Referring expression data
BEGIN

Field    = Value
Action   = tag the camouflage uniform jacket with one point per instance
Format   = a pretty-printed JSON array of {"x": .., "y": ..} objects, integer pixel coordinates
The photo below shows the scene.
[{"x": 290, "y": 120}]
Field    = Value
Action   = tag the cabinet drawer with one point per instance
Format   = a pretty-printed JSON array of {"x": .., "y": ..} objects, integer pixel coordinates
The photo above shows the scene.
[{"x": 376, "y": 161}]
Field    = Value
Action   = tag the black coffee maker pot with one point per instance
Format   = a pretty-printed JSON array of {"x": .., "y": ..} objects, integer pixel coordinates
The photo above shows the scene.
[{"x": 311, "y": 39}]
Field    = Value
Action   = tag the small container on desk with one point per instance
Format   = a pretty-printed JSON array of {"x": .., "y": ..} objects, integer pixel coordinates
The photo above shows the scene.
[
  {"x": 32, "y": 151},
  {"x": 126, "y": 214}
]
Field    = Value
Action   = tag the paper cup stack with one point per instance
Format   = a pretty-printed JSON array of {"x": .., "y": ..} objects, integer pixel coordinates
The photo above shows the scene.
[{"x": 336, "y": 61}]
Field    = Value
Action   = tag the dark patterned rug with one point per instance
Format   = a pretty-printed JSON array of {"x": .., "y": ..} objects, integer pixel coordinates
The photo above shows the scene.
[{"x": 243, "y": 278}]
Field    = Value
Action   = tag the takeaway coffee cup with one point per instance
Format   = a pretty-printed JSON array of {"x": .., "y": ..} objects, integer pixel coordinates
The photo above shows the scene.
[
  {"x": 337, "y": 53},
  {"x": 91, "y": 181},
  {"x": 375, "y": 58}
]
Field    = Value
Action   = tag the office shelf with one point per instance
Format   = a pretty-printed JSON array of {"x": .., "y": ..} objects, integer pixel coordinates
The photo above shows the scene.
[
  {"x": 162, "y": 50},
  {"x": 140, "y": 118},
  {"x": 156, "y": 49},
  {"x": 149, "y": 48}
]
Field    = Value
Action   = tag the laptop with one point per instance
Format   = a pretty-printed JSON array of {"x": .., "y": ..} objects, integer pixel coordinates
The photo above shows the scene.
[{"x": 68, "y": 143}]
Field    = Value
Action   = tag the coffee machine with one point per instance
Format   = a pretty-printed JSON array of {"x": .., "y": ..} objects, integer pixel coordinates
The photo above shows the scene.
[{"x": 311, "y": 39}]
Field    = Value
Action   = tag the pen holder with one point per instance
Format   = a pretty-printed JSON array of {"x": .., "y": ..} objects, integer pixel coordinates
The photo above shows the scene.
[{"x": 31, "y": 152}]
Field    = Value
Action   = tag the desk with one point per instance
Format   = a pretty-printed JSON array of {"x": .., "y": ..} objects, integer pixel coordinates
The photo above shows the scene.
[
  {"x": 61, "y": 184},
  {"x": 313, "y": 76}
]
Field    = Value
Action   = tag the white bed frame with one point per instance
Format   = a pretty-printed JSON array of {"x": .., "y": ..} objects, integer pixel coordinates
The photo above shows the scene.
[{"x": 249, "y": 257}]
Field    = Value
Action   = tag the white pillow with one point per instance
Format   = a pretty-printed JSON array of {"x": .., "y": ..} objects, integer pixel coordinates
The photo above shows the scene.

END

Exercise objective:
Scan the records for the string "coffee" and report each line where it occurs.

Expected answer:
Action   = tag the black coffee maker pot with one point per instance
Action   = tag the takeaway coffee cup with one point per instance
Action   = tag the coffee machine with one point per instance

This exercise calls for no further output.